### Work instruction 1
In the ING rebranding piece, by what deadline did the 2008 bailout package require ING to divest its North American holdings?
### Work instruction 2
Rewrite the part of the ING rebranding piece that begins at the words "The announcement should" and stops after "its CitiStreet acquisition.". Replace "advisors" with "consultants".

ING announced yesterday that it will rebrand to Voya
in the next 20-24 months. As part of its bailout package in 2008, ING
was required to divest its North American holdings by the end of 2013.
While ING Direct was sold to Capital One, the company was granted an extension last November to divest the retirement and investment management group.

The announcement should help ING, since some advisors and plan
sponsors may have been reluctant to do business with them because of the
uncertainty. This may be especially true in the larger market, where
ING has a strong presence as a result of its CitiStreet acquisition.

The announcement of the new name takes ING one step closer to an IPO
as opposed to a potential sale to a competitor, which most experts
always thought was unlikely. The expected proceeds of $600 million from
the IPO is less than the rumored price
that ING paid for CitiStreet, but the company will exit the IPO process
as a top-three provider as measured by DC assets, plans and
participants — with a strong presence in the small and mega markets and
well positioned to descend on the mid-market. It also runs one of the
largest MEPs (in cooperation with the American Bar Association), and
works with a number of 403(b) and 457 plans.

Mutually owned providers like MassMutual may argue that their
structure is better for the DC market, which requires patience and
investments, but publicly traded companies have access to relatively
cheap capital.

The ING announcement and pending IPO is another major move by a
Hartford-based insurance company, following the sale of The Hartford’s
retirement division to MassMutual last year.

### Dataset excerpts

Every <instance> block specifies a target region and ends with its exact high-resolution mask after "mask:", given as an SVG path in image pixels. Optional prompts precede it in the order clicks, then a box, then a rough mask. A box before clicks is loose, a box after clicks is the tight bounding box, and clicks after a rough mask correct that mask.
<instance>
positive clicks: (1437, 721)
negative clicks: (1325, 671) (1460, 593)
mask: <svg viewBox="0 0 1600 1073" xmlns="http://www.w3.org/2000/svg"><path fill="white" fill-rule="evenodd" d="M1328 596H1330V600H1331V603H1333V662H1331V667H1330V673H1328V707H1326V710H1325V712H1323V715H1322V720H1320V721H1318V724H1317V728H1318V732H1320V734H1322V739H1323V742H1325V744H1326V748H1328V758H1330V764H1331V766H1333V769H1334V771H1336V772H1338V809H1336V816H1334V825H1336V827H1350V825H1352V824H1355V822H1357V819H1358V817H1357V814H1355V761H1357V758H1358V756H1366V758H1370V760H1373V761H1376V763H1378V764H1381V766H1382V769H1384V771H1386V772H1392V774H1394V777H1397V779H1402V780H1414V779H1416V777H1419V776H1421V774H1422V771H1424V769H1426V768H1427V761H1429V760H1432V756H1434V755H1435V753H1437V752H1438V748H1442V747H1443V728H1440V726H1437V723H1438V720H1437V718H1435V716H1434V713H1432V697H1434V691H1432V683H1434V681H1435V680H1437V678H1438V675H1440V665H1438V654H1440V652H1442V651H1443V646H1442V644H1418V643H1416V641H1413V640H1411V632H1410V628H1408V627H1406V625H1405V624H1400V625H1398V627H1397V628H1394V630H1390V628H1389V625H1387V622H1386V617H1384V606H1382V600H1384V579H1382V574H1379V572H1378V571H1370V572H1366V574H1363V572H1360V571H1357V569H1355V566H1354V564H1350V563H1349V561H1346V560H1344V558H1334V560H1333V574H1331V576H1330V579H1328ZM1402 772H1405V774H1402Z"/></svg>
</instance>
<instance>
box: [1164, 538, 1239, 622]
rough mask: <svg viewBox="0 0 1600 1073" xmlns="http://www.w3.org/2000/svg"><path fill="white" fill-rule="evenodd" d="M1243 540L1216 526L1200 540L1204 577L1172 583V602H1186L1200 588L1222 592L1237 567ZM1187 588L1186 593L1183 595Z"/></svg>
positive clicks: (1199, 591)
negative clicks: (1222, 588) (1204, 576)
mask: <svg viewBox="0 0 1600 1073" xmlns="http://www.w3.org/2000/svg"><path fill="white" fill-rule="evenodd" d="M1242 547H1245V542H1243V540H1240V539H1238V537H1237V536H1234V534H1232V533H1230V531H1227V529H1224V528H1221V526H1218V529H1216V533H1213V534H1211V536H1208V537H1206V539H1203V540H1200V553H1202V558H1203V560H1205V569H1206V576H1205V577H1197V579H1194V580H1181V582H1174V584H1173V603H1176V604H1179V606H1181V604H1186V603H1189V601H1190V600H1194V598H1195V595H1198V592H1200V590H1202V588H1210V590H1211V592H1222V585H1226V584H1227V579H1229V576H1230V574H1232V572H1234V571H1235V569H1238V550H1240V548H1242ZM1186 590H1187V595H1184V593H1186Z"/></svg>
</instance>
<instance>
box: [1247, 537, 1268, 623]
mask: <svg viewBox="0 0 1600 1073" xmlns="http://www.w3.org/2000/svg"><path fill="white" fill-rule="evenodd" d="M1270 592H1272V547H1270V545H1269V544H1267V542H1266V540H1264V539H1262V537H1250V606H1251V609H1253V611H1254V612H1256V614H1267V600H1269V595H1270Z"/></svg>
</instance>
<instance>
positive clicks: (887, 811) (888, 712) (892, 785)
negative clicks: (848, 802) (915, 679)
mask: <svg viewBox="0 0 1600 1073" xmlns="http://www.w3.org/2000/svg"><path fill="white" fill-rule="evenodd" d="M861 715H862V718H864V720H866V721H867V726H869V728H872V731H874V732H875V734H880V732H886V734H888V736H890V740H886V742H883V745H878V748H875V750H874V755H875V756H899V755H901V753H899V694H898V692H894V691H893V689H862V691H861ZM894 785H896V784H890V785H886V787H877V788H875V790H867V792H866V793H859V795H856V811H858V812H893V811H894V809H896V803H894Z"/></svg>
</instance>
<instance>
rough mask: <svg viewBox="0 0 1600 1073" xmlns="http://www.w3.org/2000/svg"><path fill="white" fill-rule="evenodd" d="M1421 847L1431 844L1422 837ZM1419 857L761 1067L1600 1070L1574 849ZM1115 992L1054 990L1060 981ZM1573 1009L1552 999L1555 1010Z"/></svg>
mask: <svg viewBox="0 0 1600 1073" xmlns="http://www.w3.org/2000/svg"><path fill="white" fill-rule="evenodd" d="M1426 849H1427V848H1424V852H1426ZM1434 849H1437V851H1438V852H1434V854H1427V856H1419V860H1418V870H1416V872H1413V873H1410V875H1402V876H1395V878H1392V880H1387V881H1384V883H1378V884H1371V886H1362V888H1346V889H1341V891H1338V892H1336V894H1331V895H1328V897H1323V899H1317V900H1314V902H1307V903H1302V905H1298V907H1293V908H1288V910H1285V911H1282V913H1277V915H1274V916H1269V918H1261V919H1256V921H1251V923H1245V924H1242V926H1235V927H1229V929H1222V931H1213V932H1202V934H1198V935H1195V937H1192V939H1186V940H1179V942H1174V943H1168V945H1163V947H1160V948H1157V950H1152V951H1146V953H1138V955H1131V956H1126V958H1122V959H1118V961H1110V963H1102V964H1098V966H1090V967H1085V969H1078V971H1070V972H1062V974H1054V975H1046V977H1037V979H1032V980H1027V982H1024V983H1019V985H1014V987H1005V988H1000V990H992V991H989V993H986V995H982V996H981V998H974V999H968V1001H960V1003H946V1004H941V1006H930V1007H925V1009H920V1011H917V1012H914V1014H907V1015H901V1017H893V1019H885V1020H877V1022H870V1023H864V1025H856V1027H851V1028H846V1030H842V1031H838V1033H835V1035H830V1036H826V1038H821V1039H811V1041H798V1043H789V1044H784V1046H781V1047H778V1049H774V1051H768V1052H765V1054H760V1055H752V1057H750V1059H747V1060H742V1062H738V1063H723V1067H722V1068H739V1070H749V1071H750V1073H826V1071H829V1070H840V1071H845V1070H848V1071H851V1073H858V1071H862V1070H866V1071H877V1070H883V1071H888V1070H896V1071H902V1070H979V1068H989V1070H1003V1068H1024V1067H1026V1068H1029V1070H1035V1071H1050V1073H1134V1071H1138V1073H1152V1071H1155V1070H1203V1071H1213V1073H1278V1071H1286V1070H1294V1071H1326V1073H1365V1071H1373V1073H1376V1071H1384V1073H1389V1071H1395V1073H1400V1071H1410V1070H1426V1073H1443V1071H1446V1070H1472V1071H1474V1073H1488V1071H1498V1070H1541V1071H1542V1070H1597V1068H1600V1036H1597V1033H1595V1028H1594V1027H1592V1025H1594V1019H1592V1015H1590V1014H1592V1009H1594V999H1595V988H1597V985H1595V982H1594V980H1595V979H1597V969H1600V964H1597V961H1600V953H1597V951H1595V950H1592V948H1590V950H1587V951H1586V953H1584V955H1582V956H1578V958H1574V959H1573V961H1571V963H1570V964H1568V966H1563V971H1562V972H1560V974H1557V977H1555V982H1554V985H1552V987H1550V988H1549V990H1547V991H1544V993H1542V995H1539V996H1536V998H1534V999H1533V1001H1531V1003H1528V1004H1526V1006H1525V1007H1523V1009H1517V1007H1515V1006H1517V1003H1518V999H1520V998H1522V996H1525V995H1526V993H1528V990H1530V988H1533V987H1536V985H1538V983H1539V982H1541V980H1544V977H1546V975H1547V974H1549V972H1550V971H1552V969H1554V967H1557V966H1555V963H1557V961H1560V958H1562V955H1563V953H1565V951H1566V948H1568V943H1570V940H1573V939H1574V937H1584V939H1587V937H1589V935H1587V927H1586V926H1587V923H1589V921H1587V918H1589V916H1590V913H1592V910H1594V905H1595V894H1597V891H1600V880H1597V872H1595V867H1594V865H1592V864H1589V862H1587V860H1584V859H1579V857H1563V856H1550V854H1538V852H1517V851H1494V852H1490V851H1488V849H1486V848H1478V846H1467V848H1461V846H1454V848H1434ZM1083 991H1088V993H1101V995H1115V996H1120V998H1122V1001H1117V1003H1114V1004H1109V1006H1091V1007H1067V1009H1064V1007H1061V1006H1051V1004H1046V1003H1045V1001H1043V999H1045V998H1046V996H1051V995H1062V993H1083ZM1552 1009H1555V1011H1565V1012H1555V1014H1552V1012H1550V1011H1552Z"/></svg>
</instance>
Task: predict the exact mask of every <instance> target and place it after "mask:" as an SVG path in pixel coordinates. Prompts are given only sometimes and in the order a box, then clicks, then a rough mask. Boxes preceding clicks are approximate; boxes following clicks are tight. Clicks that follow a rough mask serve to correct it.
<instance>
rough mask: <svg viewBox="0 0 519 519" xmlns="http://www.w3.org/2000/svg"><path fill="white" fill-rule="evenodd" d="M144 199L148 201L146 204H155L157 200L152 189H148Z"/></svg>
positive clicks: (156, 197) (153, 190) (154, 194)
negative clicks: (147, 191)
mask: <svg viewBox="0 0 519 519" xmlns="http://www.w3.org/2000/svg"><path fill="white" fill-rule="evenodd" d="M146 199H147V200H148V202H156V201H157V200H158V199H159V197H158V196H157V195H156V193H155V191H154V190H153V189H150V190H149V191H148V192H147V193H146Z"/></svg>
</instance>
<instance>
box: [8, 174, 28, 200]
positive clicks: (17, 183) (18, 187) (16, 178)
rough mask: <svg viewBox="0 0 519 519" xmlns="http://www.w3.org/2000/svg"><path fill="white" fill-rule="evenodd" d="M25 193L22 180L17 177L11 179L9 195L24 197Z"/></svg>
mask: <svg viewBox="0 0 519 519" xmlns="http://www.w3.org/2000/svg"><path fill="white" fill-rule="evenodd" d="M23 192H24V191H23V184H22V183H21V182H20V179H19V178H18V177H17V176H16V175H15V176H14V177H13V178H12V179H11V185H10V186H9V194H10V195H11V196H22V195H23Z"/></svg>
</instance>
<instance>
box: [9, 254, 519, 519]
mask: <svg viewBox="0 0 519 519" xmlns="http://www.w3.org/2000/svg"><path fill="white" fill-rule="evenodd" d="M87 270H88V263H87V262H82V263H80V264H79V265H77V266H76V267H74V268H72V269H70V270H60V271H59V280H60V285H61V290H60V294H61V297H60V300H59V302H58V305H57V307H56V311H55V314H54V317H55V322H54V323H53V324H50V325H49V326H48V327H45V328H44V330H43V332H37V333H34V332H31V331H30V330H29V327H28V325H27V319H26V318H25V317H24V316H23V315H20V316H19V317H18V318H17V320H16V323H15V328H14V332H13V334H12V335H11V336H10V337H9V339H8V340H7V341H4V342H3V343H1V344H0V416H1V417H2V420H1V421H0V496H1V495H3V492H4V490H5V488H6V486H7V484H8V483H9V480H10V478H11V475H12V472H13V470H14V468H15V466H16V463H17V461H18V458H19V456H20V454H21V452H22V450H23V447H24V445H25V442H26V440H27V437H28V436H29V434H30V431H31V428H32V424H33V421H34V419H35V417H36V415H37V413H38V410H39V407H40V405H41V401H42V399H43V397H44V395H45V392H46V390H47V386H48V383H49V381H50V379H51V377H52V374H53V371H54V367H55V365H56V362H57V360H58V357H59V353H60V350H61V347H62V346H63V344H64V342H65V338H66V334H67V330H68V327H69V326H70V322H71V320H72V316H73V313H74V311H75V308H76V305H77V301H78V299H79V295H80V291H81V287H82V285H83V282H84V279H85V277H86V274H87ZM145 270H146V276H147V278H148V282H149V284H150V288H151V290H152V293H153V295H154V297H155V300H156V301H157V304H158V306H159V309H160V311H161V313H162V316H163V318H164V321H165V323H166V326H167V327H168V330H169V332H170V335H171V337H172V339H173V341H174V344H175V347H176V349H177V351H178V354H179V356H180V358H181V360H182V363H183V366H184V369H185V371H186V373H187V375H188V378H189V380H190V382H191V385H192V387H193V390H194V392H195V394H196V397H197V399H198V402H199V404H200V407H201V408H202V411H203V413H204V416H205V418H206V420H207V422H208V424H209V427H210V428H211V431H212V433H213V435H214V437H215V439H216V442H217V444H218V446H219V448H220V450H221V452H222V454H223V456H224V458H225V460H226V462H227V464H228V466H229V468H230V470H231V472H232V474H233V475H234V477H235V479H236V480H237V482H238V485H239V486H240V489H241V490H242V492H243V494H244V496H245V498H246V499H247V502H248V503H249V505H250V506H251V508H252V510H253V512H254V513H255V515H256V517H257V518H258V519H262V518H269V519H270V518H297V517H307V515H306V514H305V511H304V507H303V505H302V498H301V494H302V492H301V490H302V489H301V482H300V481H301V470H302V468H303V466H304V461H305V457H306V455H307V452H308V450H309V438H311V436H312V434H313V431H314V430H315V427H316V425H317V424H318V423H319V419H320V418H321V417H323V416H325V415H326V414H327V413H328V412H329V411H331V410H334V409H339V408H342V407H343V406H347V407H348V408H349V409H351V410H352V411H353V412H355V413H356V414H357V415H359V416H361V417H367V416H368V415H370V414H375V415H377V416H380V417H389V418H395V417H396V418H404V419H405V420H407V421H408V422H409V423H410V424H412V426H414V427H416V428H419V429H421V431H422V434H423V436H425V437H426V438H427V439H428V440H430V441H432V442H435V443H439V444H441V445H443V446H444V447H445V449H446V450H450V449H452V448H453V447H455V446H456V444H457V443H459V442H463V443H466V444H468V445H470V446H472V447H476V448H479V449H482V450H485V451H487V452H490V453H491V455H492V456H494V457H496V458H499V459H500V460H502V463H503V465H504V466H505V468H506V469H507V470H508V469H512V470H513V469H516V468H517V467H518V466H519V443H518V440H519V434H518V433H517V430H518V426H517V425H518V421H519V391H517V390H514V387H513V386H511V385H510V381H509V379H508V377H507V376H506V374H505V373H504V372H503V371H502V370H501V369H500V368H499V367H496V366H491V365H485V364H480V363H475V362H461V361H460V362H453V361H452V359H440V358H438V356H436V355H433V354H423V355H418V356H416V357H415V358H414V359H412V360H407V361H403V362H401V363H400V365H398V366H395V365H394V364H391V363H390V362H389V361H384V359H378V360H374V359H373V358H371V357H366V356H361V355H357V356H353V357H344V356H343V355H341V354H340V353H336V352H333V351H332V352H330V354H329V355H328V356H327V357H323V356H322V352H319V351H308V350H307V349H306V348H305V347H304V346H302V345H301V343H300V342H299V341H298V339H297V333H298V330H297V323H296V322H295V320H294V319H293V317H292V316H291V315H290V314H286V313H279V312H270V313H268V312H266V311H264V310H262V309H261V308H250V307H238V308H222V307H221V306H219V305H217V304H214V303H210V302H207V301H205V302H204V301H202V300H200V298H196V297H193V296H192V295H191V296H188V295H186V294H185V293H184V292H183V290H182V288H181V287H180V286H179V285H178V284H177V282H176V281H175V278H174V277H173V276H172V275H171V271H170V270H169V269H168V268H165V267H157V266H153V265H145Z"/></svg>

### Answer box 1
By the end of 2013.

### Answer box 2
The announcement should help ING, since some consultants and plan
sponsors may have been reluctant to do business with them because of the
uncertainty. This may be especially true in the larger market, where
ING has a strong presence as a result of its CitiStreet acquisition.